=== TEXT EXCERPT ===
I guess he thought I locked the thread & tempbanned him. Fwiw apparently he is remorseful. Hate seein the dude get kicked so much round the place, he's a real bro IRL.

been HOOS, where yyyou steene!? (BIG HOOS aka the steendriver), Tuesday, 10 March 2009 21:25 (seventeen years ago)

we're all real bros IRL

ILM is a gross place full of coersion and sexual manipulation (forksclovetofu), Tuesday, 10 March 2009 21:26 (seventeen years ago)

i just think he's a spirited dude w/ the knack for a good challop and that makes for a lightning rod poster is how i break it down to an extent

wow heaven is cool (J0rdan S.), Tuesday, 10 March 2009 21:27 (seventeen years ago)
===
COMPLETE THE FOLLOWING:
1. In the forum thread excerpt, at what time was the post signed by forksclovetofu made?
2. Reproduce the forum thread excerpt between "been HOOS, where" and "21:27 (seventeen years ago)", inclusive.
The items after this point have no role in this work.
=== RECORDS ===
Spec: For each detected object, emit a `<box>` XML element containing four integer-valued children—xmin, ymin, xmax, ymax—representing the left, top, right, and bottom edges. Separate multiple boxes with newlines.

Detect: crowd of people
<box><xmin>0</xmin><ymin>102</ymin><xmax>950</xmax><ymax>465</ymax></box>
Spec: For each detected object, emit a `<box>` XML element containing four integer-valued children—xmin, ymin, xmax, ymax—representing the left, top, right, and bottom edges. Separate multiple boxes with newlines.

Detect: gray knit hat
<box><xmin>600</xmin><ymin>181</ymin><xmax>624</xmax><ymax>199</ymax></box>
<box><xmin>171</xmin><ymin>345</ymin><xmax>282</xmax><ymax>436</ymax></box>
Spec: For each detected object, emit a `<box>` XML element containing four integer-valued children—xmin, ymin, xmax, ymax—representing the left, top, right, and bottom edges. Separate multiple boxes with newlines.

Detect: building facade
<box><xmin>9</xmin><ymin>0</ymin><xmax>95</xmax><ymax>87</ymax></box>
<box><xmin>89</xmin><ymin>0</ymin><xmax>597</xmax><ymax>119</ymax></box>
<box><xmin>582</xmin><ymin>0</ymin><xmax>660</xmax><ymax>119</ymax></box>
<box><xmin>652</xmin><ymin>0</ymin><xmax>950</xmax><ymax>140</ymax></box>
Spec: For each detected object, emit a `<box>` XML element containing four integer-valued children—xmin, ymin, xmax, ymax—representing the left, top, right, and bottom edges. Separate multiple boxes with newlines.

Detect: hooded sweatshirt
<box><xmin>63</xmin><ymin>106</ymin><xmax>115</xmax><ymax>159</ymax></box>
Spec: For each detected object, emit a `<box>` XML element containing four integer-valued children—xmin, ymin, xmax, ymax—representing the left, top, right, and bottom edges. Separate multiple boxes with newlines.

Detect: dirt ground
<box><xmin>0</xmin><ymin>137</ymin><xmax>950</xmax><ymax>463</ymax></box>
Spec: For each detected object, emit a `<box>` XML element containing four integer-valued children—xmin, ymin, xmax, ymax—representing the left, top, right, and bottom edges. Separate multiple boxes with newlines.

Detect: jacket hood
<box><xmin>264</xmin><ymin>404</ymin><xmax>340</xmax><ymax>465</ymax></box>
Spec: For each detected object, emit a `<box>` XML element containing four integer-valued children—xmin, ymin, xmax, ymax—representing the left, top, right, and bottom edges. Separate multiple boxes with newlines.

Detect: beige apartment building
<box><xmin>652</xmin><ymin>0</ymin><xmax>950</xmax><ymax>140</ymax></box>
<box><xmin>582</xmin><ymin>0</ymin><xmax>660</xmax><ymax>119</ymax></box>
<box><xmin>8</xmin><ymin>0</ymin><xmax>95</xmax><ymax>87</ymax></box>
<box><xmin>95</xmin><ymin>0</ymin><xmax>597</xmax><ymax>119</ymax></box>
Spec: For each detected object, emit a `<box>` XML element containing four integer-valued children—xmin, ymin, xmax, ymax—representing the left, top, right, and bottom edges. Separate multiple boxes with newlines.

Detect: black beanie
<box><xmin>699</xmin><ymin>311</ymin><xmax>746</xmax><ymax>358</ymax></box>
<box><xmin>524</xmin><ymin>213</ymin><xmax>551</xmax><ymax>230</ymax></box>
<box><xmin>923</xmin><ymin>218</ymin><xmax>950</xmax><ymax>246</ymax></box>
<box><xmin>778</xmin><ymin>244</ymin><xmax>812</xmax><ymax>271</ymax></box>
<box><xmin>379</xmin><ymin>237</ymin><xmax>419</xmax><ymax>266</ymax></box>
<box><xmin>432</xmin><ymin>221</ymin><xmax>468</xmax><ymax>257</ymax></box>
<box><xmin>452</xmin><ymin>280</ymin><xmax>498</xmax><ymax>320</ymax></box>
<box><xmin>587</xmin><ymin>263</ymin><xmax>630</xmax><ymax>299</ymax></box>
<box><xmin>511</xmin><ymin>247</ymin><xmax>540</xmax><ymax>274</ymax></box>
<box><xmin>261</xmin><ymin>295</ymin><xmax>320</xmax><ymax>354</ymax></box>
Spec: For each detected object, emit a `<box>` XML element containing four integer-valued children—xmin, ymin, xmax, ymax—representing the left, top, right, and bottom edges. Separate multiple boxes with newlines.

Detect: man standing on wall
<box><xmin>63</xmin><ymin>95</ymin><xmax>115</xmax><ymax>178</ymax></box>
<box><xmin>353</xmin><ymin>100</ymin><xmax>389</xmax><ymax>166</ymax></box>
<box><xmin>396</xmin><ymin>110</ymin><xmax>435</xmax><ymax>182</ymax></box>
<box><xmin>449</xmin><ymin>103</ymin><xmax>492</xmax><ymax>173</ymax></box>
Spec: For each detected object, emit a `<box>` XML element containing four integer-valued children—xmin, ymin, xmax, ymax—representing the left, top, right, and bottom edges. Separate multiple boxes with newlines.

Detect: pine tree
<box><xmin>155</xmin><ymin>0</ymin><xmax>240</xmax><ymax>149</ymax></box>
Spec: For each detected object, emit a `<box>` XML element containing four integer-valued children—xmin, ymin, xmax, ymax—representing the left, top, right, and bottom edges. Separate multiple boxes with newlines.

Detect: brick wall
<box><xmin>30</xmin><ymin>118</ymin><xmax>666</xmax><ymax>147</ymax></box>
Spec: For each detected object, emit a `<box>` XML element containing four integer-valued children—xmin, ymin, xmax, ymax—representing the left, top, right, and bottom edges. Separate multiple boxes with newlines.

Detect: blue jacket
===
TASK SOLUTIONS:
1. 21:26 on Tuesday, 10 March 2009

2.
been HOOS, where yyyou steene!? (BIG HOOS aka the steendriver), Tuesday, 10 March 2009 21:25 (seventeen years ago)

we're all real bros IRL

ILM is a gross place full of coersion and sexual manipulation (forksclovetofu), Tuesday, 10 March 2009 21:26 (seventeen years ago)

i just think he's a spirited dude w/ the knack for a good challop and that makes for a lightning rod poster is how i break it down to an extent

wow heaven is cool (J0rdan S.), Tuesday, 10 March 2009 21:27 (seventeen years ago)